Work to be completed> Please convert the records below into a JSON list of strings, one string for each line, with blank lines skipped and the pictures left out.

Data to use>

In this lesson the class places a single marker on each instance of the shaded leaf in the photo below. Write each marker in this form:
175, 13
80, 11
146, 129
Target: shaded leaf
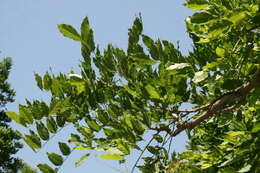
152, 92
82, 159
111, 156
56, 159
196, 4
64, 148
46, 168
178, 66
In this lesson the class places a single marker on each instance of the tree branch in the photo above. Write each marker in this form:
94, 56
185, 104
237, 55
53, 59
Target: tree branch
217, 105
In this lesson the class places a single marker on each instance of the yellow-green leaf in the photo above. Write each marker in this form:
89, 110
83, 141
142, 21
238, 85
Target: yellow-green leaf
200, 76
152, 92
111, 156
82, 159
69, 32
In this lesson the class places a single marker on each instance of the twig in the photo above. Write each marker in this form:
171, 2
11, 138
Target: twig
142, 154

Solved exercise>
[
  "In this lesson the class places a single marker on each instance of the shaded leaf in the photo below. Write each marker in this form:",
  "175, 13",
  "80, 11",
  "146, 129",
  "Target: shaded leaf",
  "152, 92",
  "82, 159",
  "111, 156",
  "56, 159",
  "196, 4",
  "64, 148",
  "46, 168",
  "178, 66",
  "In this lesson the class places a single marker on each instance of the tree branch in the photo above. Write each marker in this form:",
  "94, 56",
  "185, 104",
  "237, 55",
  "53, 59",
  "Target: tree branch",
  "217, 105",
  "In this lesson the class places a single marker on each instance of the yellow-green leaf in the photo above. Write each marker in this form:",
  "89, 110",
  "83, 141",
  "142, 21",
  "238, 85",
  "Target: yellow-green leaf",
  "200, 76",
  "152, 92",
  "111, 156",
  "82, 159",
  "69, 32",
  "In this lesson the class places a single marker on each instance of the twig in the photo above. Write each marker in this form:",
  "171, 2",
  "11, 138",
  "Target: twig",
  "142, 154"
]